Entretien realise par la revue https://www.leclaireur.org


Imaginons un Juif pratiquant qui part de chez lui chaque matin à 7 heures pour se rendre à la synagogue. Avant de quitter son domicile, il descend les poubelles. Ce matin, il est pressé et a oublié de trier ses ordures, action qui favorise le recyclage et qui réduirait son « empreinte écologique ». Il a quelques scrupules car il sait que ce tri évite le gaspillage et contribue à préserver un monde pour lequel il remerciera le Créateur dans ses prières tout à l ’heure. D’un point de vue religieux, trier les ordures a-t-il une certaine valeur ?

Ce qui est en jeu dans le tri sélectif et dans le recyclage, c’est l’interdiction de gâcher. Revenons donc aux sources. La Tora interdit de détruire un arbre fruitier (Deut. 20, 20). Le Talmud élargit cet interdit à toutes sortes de choses. Toutefois, l’interdit est limité aux cas où l’objet est détruit gratuitement. Quand l’homme en tire un bénéfice (détruire un olivier si la vente du bois est plus avantageuse que celle de ses fruits, par exemple), ce n’est pas interdit. Il est par également prohibé de brûler des vêtements ou de casser des objets sans raison. Si le code des lois juives, le Chou’lhan Aroukh, ne consacre étonnamment aucun chapitre spécifique à ce sujet, on le trouve développé chez Maïmonide. Ce dernier semble pourtant se contredire puisque dans son Michné Tora (Lois sur les rois et les guerres, 6) il en fait un interdit rabbinique tandis que dans son Séfer hamitsvot (mitsva négative 57) il le considère comme une prohibition toraïque (y compris pour la destruction d’objets). Ce qui me conduit, pour lever cette contradiction, à distinguer trois niveaux : gâcher quoi que ce soit sans raison est un interdit biblique (très grave), gâcher quelque chose parce qu’on a mal évalué le rapport bénéfice/perte est un interdit rabbinique, détruire quelque chose quand le bénéfice pour l’homme est plus important est tout à fait licite.

◆ ◆ ◆ ◆ ◆

**CONSIGNE ÉCRITE 1:** Réécris l'extrait sur le tri des ordures à partir des mots « Imaginons un Juif » jusqu'à « une certaine valeur ? » inclus, en mettant « maison d'étude » à la place de « synagogue ».

◆ ◆ ◆ ◆ ◆

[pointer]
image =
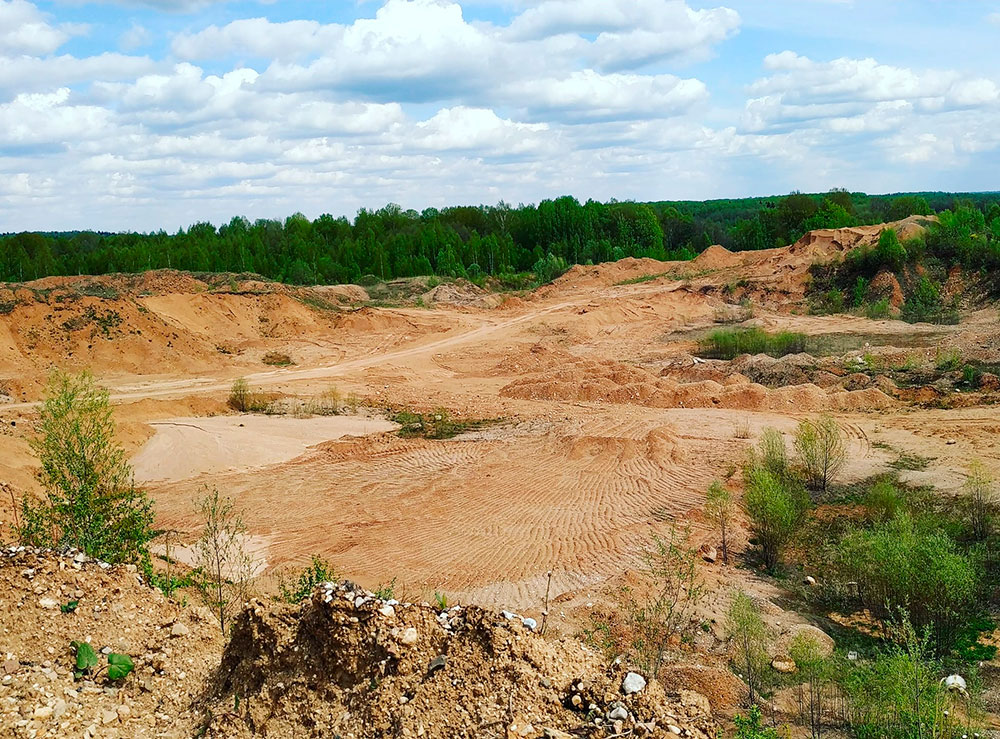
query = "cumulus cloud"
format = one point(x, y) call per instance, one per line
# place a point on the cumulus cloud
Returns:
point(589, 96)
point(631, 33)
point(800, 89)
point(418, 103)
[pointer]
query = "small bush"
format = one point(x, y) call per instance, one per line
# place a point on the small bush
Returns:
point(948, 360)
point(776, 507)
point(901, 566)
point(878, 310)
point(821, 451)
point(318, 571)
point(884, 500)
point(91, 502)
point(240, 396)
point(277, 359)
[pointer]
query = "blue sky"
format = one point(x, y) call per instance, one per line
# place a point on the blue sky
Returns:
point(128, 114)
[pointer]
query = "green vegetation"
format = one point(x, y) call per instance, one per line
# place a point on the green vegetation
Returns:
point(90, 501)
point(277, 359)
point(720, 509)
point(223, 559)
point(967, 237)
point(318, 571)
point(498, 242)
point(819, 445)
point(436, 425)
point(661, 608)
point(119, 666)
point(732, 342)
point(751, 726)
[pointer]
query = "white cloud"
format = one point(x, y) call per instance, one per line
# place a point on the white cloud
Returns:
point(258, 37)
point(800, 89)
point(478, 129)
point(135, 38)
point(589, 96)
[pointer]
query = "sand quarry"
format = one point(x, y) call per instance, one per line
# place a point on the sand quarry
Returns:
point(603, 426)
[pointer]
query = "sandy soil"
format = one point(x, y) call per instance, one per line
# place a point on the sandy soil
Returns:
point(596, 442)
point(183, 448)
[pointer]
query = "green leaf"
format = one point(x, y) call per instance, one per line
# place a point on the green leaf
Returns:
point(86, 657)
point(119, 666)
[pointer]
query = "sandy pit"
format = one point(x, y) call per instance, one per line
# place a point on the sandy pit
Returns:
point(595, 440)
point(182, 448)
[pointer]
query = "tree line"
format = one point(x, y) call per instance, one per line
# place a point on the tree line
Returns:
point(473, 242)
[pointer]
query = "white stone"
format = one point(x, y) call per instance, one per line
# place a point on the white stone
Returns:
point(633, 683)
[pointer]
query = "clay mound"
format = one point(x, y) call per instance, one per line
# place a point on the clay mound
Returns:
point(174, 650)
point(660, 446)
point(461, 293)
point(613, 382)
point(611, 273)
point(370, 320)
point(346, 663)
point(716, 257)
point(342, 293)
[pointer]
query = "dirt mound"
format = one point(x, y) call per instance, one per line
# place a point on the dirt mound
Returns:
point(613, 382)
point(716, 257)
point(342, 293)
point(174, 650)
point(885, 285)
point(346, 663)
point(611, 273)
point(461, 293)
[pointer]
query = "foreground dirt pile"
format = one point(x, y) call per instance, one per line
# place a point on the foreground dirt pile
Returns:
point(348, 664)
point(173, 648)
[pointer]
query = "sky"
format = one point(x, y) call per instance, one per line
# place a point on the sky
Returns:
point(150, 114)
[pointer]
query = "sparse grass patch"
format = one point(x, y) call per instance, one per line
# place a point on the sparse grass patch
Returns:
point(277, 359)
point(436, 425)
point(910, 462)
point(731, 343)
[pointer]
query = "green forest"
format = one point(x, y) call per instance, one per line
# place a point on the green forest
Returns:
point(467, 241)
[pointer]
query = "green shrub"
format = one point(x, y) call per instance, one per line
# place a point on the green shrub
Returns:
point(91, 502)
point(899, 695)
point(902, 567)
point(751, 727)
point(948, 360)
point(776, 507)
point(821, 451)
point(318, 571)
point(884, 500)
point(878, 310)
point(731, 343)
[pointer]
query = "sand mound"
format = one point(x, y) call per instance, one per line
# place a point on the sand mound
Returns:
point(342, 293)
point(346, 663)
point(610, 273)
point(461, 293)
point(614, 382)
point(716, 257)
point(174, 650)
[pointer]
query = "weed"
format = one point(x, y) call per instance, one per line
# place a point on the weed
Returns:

◆ ◆ ◆ ◆ ◆

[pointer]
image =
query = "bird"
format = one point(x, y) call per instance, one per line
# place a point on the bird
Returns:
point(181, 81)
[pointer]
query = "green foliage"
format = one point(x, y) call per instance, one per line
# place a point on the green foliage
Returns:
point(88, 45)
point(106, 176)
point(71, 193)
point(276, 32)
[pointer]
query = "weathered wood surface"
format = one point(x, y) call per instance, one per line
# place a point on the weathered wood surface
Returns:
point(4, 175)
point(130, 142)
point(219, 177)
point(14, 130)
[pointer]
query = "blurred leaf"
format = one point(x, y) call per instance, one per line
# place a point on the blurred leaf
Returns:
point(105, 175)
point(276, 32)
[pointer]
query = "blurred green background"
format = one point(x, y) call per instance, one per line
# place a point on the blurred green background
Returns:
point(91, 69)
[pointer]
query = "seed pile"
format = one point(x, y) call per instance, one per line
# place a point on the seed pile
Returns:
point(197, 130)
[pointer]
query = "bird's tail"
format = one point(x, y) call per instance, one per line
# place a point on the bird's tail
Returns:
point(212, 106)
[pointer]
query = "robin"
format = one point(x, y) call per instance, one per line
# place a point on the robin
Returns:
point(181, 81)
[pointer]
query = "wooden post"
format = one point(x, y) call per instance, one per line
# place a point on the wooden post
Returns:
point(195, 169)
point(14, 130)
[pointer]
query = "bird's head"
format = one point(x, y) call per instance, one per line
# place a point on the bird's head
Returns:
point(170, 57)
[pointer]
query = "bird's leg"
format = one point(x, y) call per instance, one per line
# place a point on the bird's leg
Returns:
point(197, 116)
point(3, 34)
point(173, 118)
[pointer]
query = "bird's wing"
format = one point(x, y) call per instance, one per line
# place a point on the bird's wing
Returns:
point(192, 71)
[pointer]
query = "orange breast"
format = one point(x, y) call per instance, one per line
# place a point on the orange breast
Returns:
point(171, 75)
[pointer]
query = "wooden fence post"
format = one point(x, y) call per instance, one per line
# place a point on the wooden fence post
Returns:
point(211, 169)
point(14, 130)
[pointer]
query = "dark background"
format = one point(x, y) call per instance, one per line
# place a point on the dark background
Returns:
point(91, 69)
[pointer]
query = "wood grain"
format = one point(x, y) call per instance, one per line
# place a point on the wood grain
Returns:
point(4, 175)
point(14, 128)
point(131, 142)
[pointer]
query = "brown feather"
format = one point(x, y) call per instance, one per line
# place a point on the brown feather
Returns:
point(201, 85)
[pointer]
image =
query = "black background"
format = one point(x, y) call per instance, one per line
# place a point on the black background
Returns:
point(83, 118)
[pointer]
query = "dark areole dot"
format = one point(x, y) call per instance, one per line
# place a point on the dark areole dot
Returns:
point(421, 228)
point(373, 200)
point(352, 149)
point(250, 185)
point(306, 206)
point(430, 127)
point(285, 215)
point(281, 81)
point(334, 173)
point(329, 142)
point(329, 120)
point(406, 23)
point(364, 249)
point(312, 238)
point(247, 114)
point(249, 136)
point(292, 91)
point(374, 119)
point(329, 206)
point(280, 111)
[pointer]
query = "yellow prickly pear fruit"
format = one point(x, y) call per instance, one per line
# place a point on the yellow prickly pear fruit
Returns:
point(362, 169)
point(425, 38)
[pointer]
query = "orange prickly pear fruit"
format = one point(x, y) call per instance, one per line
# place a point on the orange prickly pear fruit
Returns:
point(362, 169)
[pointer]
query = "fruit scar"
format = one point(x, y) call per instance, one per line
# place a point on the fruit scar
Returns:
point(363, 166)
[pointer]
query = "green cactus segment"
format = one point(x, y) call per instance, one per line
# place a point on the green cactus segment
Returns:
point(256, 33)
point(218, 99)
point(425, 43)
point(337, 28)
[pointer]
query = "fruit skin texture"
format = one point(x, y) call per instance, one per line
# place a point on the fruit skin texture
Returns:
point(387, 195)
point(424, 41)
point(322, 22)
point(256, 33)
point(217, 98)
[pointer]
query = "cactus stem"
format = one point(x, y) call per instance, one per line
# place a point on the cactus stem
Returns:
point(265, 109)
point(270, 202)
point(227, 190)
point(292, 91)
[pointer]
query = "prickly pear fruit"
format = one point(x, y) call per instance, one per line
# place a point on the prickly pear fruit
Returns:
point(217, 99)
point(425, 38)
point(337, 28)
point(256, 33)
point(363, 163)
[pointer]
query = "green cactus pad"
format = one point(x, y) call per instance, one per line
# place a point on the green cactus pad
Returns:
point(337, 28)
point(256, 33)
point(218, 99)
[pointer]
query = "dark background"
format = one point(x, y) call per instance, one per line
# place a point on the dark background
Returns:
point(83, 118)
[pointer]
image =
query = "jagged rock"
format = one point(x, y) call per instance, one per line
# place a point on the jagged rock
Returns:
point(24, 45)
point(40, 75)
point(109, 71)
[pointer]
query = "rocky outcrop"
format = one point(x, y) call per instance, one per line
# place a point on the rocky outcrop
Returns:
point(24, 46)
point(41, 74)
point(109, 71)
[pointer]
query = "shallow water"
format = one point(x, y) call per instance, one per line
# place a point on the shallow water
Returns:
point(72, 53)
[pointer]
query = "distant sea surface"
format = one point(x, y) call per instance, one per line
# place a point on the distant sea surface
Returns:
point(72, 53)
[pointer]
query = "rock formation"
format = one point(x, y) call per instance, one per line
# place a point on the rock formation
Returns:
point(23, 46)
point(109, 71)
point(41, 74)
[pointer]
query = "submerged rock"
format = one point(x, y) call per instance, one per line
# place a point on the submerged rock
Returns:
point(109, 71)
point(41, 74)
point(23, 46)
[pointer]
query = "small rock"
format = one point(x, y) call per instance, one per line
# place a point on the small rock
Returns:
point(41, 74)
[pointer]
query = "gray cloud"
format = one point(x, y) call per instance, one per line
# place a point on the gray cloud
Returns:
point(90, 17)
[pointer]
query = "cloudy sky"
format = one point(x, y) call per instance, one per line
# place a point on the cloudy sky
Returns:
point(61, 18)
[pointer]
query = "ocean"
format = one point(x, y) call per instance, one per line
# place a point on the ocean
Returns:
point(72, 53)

◆ ◆ ◆ ◆ ◆

**CONSIGNE ÉCRITE 2:** Repère dans le listing chaque ligne où figure la chaîne « prickly », en tenant compte de la casse, et recopie-la.

**RÉPONSE ATTENDUE 1:**
Imaginons un Juif pratiquant qui part de chez lui chaque matin à 7 heures pour se rendre à la maison d'étude. Avant de quitter son domicile, il descend les poubelles. Ce matin, il est pressé et a oublié de trier ses ordures, action qui favorise le recyclage et qui réduirait son « empreinte écologique ». Il a quelques scrupules car il sait que ce tri évite le gaspillage et contribue à préserver un monde pour lequel il remerciera le Créateur dans ses prières tout à l ’heure. D’un point de vue religieux, trier les ordures a-t-il une certaine valeur ?

**RÉPONSE ATTENDUE 2:**
query = "yellow prickly pear fruit"
# place a point on the yellow prickly pear fruit
query = "orange prickly pear fruit"
# place a point on the orange prickly pear fruit
query = "prickly pear fruit"
# place a point on the prickly pear fruit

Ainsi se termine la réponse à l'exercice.